-------- Material provided

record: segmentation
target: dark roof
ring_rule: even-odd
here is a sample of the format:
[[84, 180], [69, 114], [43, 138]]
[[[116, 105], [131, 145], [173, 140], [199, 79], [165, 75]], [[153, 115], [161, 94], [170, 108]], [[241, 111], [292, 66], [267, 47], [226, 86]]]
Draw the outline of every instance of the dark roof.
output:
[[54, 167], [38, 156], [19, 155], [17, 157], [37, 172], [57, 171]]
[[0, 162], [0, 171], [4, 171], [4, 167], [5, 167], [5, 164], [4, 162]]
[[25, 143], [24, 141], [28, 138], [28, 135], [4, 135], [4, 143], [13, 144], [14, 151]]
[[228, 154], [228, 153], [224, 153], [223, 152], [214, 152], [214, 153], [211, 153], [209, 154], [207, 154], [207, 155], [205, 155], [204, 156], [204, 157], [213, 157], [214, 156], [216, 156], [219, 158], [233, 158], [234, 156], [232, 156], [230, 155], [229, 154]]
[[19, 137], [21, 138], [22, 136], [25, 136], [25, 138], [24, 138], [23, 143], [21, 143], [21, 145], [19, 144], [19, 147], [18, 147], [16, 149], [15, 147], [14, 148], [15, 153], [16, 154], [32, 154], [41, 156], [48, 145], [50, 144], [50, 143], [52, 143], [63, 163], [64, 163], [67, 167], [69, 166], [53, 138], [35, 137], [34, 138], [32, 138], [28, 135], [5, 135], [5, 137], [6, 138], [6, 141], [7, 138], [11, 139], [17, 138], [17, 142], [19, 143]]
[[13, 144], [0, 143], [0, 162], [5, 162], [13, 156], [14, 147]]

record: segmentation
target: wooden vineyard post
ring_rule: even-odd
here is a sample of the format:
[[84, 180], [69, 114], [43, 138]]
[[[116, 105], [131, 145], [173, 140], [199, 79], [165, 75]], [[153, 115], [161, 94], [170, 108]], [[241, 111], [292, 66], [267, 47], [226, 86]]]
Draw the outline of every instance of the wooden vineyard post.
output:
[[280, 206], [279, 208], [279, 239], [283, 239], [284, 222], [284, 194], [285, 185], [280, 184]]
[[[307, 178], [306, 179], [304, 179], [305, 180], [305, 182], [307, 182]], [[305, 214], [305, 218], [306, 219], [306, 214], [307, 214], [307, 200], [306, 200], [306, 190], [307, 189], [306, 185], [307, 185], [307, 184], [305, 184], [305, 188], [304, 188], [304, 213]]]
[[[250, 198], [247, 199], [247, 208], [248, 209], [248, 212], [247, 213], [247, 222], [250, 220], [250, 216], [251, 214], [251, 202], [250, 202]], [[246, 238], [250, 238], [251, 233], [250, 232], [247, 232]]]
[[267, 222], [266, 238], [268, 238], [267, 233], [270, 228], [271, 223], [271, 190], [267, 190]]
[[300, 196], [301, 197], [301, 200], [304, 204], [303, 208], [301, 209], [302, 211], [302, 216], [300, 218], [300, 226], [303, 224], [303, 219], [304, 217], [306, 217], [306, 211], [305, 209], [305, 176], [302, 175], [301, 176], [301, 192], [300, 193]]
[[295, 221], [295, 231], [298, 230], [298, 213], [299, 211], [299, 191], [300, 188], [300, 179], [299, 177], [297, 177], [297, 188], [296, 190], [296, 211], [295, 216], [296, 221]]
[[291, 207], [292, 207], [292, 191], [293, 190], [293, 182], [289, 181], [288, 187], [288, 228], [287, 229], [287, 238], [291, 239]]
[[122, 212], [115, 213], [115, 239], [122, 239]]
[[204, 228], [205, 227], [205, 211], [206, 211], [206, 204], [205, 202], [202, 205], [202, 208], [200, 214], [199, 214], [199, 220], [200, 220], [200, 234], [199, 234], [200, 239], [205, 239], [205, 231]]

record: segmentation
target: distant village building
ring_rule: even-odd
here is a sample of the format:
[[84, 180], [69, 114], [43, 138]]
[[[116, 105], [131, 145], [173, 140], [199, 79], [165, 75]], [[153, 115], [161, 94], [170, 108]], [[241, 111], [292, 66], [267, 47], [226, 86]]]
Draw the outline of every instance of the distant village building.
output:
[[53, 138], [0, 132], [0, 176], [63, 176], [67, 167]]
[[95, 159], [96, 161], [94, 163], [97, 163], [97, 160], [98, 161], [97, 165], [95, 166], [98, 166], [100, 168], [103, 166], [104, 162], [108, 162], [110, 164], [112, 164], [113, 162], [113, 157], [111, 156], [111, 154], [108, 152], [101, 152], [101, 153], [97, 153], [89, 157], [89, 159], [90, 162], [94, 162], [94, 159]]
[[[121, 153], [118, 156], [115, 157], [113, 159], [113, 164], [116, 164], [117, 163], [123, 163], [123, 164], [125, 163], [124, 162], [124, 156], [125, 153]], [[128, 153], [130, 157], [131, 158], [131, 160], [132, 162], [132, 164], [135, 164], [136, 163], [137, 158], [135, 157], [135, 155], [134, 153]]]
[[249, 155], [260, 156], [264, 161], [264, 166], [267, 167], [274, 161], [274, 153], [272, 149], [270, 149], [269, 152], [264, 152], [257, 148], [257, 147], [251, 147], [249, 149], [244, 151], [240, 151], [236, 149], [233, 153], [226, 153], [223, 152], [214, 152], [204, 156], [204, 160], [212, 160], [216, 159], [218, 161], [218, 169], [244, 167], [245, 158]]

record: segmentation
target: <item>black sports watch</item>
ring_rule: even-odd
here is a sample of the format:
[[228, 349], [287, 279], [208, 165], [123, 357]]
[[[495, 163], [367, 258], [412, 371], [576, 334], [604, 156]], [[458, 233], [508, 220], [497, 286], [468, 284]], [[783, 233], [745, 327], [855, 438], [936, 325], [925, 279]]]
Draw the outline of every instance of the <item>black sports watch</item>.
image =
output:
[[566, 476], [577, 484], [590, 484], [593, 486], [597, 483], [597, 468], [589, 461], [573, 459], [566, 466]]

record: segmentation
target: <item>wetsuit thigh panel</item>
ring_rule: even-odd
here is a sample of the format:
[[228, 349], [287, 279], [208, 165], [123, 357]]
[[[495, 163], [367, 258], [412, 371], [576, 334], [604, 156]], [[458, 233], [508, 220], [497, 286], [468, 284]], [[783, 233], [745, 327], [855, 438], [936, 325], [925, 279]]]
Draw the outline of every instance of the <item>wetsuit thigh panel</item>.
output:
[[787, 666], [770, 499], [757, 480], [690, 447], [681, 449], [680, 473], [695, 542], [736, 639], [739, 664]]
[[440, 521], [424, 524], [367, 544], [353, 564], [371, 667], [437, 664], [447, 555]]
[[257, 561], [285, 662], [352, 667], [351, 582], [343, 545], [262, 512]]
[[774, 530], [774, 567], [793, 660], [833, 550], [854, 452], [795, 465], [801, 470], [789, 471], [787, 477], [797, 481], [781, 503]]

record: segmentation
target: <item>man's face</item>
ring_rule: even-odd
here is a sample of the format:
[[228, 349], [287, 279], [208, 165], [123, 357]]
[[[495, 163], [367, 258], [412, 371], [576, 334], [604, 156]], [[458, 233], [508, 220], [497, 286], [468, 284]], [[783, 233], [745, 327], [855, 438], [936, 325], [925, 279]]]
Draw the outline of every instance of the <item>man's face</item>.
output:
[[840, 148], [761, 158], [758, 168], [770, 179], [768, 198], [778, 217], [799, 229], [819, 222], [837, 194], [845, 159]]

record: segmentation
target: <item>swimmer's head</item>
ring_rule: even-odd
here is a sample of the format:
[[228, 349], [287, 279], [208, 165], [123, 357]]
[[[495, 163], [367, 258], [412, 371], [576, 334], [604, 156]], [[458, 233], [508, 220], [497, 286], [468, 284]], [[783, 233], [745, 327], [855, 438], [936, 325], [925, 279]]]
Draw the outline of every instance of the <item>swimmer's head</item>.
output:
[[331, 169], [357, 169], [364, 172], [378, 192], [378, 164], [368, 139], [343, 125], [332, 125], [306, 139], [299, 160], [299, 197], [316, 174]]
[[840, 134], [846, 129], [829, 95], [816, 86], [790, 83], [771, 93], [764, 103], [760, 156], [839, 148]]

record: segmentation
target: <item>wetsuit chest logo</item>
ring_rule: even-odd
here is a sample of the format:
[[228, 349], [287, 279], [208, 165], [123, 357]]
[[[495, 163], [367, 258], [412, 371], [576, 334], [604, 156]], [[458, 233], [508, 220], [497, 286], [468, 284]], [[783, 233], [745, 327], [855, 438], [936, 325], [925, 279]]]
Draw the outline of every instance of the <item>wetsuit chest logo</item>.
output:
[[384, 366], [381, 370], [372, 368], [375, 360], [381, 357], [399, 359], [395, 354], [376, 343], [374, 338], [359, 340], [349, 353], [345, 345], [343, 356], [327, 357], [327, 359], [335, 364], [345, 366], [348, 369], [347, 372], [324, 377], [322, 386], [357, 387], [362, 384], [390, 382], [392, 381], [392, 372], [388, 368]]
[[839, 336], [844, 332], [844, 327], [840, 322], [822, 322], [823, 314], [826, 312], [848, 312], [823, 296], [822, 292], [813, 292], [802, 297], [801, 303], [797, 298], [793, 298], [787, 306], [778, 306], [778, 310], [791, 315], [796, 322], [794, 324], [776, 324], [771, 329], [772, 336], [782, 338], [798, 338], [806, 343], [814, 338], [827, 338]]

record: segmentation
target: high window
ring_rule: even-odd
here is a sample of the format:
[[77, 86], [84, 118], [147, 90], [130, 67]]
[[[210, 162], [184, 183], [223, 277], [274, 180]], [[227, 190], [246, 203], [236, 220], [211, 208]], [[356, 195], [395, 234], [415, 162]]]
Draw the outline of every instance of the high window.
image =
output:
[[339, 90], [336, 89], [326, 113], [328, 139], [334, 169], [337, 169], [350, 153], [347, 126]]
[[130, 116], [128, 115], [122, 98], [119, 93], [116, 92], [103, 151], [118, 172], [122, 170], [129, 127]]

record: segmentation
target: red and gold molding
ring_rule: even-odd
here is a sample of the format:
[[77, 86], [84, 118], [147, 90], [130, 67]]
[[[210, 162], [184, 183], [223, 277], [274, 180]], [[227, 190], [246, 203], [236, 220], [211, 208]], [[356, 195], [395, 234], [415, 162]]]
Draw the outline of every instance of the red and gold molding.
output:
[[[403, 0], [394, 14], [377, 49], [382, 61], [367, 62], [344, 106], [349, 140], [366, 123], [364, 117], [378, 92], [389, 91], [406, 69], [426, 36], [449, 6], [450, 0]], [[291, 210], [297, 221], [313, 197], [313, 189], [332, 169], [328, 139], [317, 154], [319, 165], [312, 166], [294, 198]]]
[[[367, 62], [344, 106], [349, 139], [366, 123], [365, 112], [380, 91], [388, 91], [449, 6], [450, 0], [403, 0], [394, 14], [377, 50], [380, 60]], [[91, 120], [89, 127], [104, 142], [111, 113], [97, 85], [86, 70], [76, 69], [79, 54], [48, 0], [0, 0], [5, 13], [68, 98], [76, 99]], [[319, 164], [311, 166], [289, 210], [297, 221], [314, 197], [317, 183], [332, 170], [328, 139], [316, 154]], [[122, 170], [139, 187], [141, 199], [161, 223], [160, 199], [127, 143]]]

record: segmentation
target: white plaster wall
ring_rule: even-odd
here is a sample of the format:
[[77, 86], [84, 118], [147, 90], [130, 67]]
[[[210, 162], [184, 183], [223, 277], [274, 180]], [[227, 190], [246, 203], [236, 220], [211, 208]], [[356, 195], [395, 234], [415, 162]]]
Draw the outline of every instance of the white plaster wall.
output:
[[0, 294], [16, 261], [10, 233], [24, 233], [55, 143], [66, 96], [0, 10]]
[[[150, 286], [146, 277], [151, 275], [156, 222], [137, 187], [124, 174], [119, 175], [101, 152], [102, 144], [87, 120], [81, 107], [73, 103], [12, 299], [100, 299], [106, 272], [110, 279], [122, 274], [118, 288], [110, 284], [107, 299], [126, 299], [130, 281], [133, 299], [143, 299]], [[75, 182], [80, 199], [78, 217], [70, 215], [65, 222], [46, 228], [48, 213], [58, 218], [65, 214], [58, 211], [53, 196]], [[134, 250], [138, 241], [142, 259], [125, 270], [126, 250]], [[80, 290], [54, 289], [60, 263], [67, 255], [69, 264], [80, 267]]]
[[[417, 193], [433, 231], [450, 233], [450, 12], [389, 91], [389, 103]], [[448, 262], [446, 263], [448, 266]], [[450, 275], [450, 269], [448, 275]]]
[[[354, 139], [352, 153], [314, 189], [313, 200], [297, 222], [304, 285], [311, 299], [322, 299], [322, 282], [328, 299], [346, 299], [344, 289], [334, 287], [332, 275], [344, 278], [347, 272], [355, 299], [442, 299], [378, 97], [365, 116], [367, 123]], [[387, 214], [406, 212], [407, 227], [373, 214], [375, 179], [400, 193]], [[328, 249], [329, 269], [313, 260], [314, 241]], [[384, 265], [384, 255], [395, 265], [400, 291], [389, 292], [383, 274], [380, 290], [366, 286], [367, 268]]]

----------------

◆ **The exercise**
Reproduce the records word for word, starting with their first line and going on through the line that contains "155], [229, 154]]".

◆ **Completed task**
record: segmentation
target: dark roof
ring_rule: even-odd
here is a sample of the format:
[[84, 180], [69, 114], [43, 138]]
[[[116, 105], [131, 145], [173, 140], [199, 79], [165, 75]], [[153, 115], [161, 94], [170, 108]], [[241, 111], [292, 66], [267, 47], [226, 86]]]
Draw the outline of every instance of the dark roof.
output:
[[54, 167], [38, 156], [19, 155], [17, 157], [37, 172], [57, 171]]
[[0, 162], [0, 171], [4, 171], [4, 167], [5, 167], [5, 164], [4, 162]]
[[25, 143], [24, 141], [28, 138], [28, 135], [4, 135], [4, 143], [13, 144], [14, 151]]
[[228, 154], [228, 153], [224, 153], [223, 152], [214, 152], [214, 153], [211, 153], [209, 154], [207, 154], [207, 155], [205, 155], [204, 156], [204, 157], [213, 157], [214, 156], [216, 156], [219, 158], [233, 158], [234, 156], [232, 156], [230, 155], [229, 154]]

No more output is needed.